_PROVIDED TEXT_
+-------+
# Forum Home Renovation Plumbing  Brivis Networker- adding a 2nd controller!

## raff

Gday all, 
I have a Brivis central heating unit in a new house with the Networker (V3) installed to the heater downstairs.  
I would like to add an additional Networker upstairs and wonder would anyone shed some light on what is involved to set up the controller. I already had a 2 wire power cable running between both the heater and current Networker and the planned location of the new Networker. (Planned ahead at frame stage but didn't install a second controller because wasn't sure if I would use it!) 
From the Brivis website I read that 2 controllers can be installed from the one heater running as master/ slave but gives no indication to what is involved in the setup procedure. From looking at the current networker it runs from a two wire setup from the control module on the heater unit itself but doesn't seem to have a terminal for a second controller? 
Any info would be appreciated. 
Cheers 
Raff :Biggrin:

----------


## tricky4000

Just a guess here, but maybe you connect the two together at the heater.  Call Brivis, they should be able to tell you.  I bet its really simple.
Dan.

----------


## president_ltd

hey Raff,  AFAIK you need to 'tell' the unit about any additional controllers.  the config for that is probably done on the main unit itself, certainly the wiring diagram details will be on that. 
i asked on the forums here looking for the 'service' / 'installation' manual associated with those settings in the thread http://www.renovateforum.com/showthread.php?t=73834 but alas, seems noone here has it.  :Frown:  
best call Brivis & see if they will email you the pdf. 
if they do, can you post it here too?  :Thumbs Up:

----------


## raff

Thanks for the replies,  
I have read elsewhere Brivis will not give out installation data to joe public which is understandable as I believe any work undertaken with a heating system must be conducted by a licenced installer. I still wouldnt mind reading whats involved, particarly if an additonal 'zoning 506 module' is required to add the additional controller. I would prefer to buy the parts and have everything ready to go so the installer can hook it up and program if required. 
I have googled and found absolutley nothing on networker installation, Brivis have done very well keepng their cards close to there chest! I have rang a few heating people but hey said they would have to send someone out to have a look because they werent certain if an additional networker can be installed with the system (i have read on the Brivis website it can) Im just trying to avoid unnecessary call out fees and misimformation!

----------


## droog

Hi Raff,
I do not have a Brivis heater and cannot provide specifics, but for the Braemar zoned systems if you are using more that one controller you also need the zoning electronics kit (24 or 240 volt dependant on your zone dampers) which is installed in the heater, additional controllers, and the ducting designed for zoned system including zone dampers.
There are design principles around the zoning regarding the number of open outlets, placement of controllers and the location of return air ducting that need to be considered. 
If your ducting does not already include zone dampers then there may be considerable rework of the ducting required, if you already have the zone dampers but only one controller then the job may be easy. 
I am not an expert in the field only my personal experience.
Dave.

----------


## atregent

I'm pretty sure I have the installers manual for my Brivis heater, I'll have a hunt around for it tonight.
+-------+
_PROVIDED DATA_
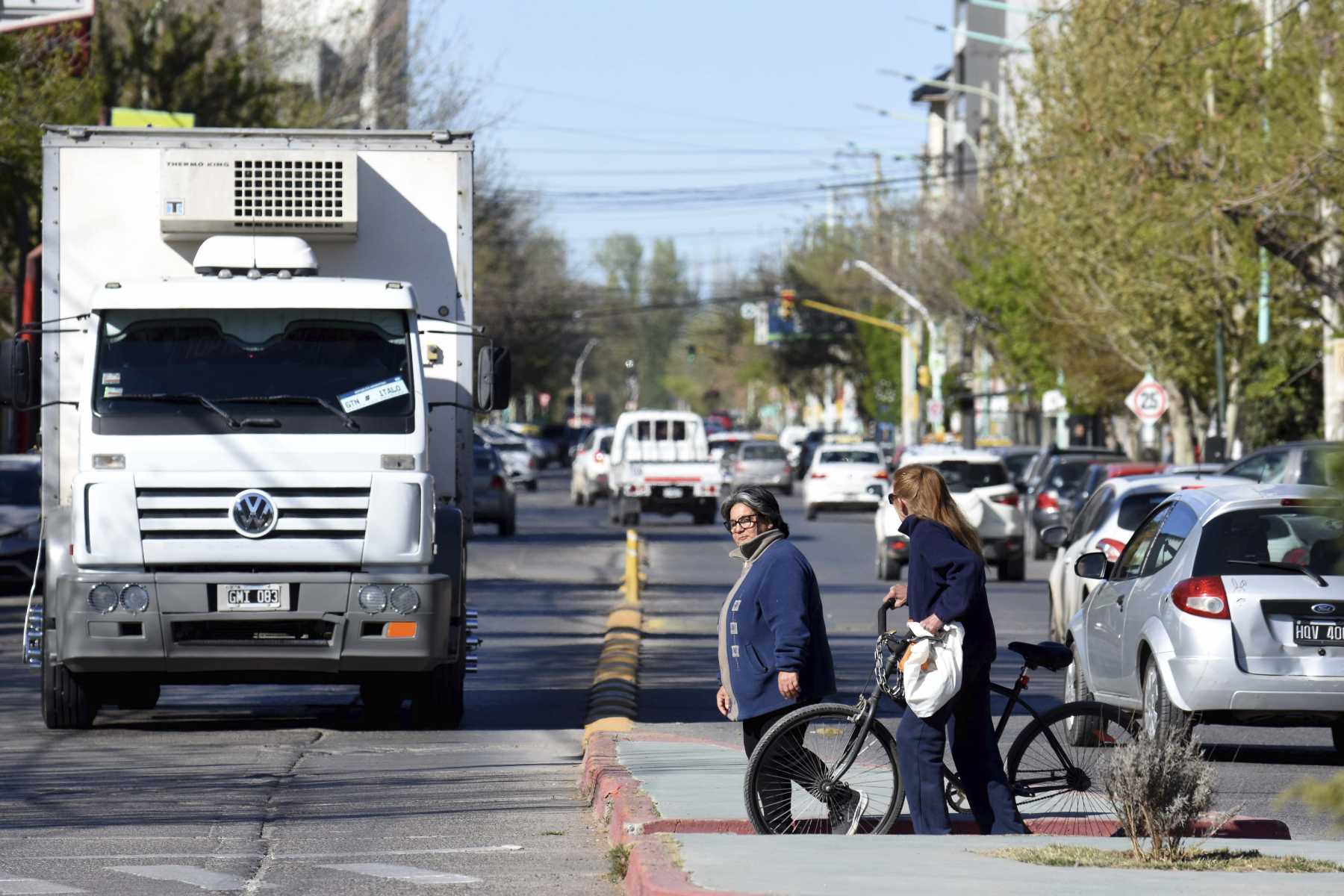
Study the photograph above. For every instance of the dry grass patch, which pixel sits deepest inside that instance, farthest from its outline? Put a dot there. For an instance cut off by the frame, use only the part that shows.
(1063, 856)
+-------+
_TASK A_
Return the stretch from "## tricky4000" through "its really simple." of the Brivis Networker thread, copied word for word.
_TASK B_
Write the next part of the forum thread on adding a second Brivis Networker controller, starting right after its final post.
The data have no role in this exercise.

_OUTPUT A_
## tricky4000

Just a guess here, but maybe you connect the two together at the heater.  Call Brivis, they should be able to tell you.  I bet its really simple.

_OUTPUT B_
----------


## tricky4000

Hey Raff,
Give Dynamic Heating and Cooling a call and ask them.  These guys are helpful. http://www.dynamic-heating.com.au/
(03) 9822-3705 
Ask for a guy call Bob (he's quite helpful).  
If you go to their website and click on thermostats, you'll see information about the controllers used for the dampers.  These are basically relays used to control the dampers.

----------


## raff

> Hi Raff,
> I do not have a Brivis heater and cannot provide specifics, but for the Braemar zoned systems if you are using more that one controller you also need the zoning electronics kit (24 or 240 volt dependant on your zone dampers) which is installed in the heater, additional controllers, and the ducting designed for zoned system including zone dampers.
> There are design principles around the zoning regarding the number of open outlets, placement of controllers and the location of return air ducting that need to be considered. 
> If your ducting does not already include zone dampers then there may be considerable rework of the ducting required, if you already have the zone dampers but only one controller then the job may be easy. 
> I am not an expert in the field only my personal experience.
> Dave.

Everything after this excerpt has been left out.